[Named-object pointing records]
+ + + + + + +

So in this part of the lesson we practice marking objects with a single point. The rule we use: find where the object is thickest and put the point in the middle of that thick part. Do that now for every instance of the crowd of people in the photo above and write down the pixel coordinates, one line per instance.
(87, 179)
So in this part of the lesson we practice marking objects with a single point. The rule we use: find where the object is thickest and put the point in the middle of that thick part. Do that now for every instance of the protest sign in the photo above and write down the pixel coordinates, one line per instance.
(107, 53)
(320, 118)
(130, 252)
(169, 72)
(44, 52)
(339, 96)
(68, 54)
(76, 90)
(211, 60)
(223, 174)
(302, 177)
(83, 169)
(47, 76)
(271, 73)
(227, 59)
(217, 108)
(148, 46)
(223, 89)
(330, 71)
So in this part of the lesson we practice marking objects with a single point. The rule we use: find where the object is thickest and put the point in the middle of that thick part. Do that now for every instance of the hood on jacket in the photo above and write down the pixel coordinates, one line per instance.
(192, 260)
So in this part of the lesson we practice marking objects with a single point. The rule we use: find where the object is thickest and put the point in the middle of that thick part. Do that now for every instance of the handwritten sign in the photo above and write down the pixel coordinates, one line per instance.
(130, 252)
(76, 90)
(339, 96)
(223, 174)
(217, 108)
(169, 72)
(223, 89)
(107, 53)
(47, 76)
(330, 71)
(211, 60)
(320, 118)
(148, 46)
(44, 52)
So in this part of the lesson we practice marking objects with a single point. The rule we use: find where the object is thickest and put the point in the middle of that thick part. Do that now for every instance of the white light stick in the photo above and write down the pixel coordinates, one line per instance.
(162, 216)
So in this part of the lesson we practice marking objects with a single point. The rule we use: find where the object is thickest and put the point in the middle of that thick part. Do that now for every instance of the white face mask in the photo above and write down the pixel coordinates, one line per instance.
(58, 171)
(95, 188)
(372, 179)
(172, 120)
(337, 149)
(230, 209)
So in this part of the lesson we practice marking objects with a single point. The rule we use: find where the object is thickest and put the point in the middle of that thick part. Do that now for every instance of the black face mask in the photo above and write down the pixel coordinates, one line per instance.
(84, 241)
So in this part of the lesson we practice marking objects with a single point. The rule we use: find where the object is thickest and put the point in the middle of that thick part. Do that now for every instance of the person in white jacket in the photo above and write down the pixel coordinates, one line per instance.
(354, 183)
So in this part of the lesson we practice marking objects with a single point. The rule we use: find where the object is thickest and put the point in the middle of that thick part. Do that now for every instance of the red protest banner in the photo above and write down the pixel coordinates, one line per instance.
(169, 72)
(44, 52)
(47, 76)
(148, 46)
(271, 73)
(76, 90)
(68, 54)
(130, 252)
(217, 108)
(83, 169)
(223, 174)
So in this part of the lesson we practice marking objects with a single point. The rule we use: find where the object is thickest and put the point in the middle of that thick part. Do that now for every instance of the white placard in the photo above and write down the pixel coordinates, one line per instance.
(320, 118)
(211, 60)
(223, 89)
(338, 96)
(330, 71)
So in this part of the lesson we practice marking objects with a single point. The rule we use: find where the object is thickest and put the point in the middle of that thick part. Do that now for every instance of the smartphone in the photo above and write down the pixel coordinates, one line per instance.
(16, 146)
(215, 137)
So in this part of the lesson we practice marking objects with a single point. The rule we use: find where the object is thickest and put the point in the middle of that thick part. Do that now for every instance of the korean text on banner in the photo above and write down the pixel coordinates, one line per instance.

+ + + + + + +

_PROBLEM REQUIREMENTS_.
Copy out each record from above, exactly.

_IN RESPONSE_.
So in this part of the lesson we practice marking objects with a single point. The rule we use: find where the object is thickest and put the point in the middle of that thick part. Do that now for every instance of the crowd of people in the photo above and write down the pixel coordinates, one line per instance.
(87, 179)
So in this part of the lesson we practice marking objects with a single point. The rule we use: find where the object is thickest and put the point in the middle of that thick part. Do that now for every instance of the protest sign in the photo above and write down the pixel coordinates, one line per instance.
(107, 53)
(320, 118)
(130, 252)
(169, 72)
(44, 52)
(339, 96)
(68, 54)
(76, 90)
(211, 60)
(223, 174)
(302, 177)
(83, 169)
(47, 76)
(271, 73)
(227, 59)
(217, 108)
(148, 46)
(223, 89)
(330, 71)
So in this part of the lesson we practice marking objects with a single point. The rule we use: find where the object is thickest and put the point in the middle of that thick part. Do that now for every instance of the hood on jacket in the photo above and write down the pixel coordinates, one line per instance.
(192, 260)
So in this part of the lesson we practice marking objects with a single point. The rule we use: find where the object is thickest and put the point in the middle of that thick part. Do that now for every instance of the handwritten sign in the photo above and write down the pixel coordinates, one line per instance.
(130, 252)
(76, 90)
(339, 96)
(223, 174)
(217, 108)
(169, 72)
(223, 89)
(107, 53)
(47, 76)
(330, 71)
(211, 60)
(320, 118)
(148, 46)
(44, 52)
So in this part of the lesson we practice marking objects with a single point. The rule we use: find where the object is thickest and put the point in the middle of that thick part. Do that now for every instance of the white light stick in the photo above and write down the pixel coordinates, one line per instance.
(162, 216)
So in this part of the lesson we practice marking objects with a single point. The rule we use: find where the object is thickest and put the point in the middle of that thick part. Do that now for every instance of the white face mask in the photo above and write down the pixel coordinates, one line per instance.
(58, 171)
(95, 188)
(372, 179)
(172, 120)
(337, 149)
(230, 209)
So in this part of the lesson we practice marking objects with a single point. The rule we use: find where the object is thickest and put the point in the middle of that thick part. Do that now for every instance of the black face mask in the photo above and write down the pixel coordinates, one line per instance.
(84, 241)
So in this part of the lesson we practice marking objects with a single point. The rule we use: find where the object is thickest and put the point in the middle of that thick part. Do that now for every instance of the person in white jacket in the photo above and write down the pixel coordinates, one line per instance.
(354, 183)
So in this part of the lesson we practice marking objects with a single point. The rule we use: find where the object is thickest and put the point in the middle of that thick part. Do that now for every instance of the red protest banner in the photo above and write down the pixel coordinates, one line per instance.
(169, 72)
(44, 52)
(47, 76)
(148, 46)
(271, 73)
(76, 90)
(68, 54)
(130, 252)
(217, 108)
(83, 169)
(223, 174)
So in this part of the lesson we practice marking objects with a single point. The rule we use: find where the object is thickest and put the point in the middle of that thick part. Do that now for every instance of the white placard in the photo above and write down the pixel coordinates, one line per instance.
(320, 118)
(211, 60)
(223, 89)
(338, 96)
(330, 71)
So in this part of the lesson we practice marking objects with a single point. The rule we use: find where the object is thickest and put the point in the middle of that thick part. Do that now for every instance of the smartphone in the photo above and write down the pixel coordinates, one line per instance.
(16, 146)
(215, 137)
So in this part of the lesson we practice marking objects with a single point. The rule we use: find where the object is thickest and put the point in the middle of that thick part. Do that now for every instance of the korean text on banner in the photo above and write down the pixel coordinates, one line per instance.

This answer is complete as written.